━━━━━ Listing ━━━━━

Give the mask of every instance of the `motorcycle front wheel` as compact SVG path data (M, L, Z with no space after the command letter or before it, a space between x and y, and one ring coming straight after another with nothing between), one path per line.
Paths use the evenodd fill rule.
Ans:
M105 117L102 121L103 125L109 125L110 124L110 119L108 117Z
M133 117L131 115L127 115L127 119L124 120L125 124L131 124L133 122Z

━━━━━

• [Set exercise]: Arrange every line of the records above into a JSON list of strings, with one string for each line and any blank lines omitted.

• [Task output]:
[
  "Give the mask of every instance of the `motorcycle front wheel` as compact SVG path data (M, L, Z with no space after the command letter or before it, a space between x and y, and one ring coming straight after another with nothing between), one path per line.",
  "Paths use the evenodd fill rule.",
  "Ans:",
  "M105 117L102 121L103 125L109 125L110 124L110 119L108 117Z",
  "M133 117L131 115L127 115L127 119L124 120L125 124L131 124L133 122Z"
]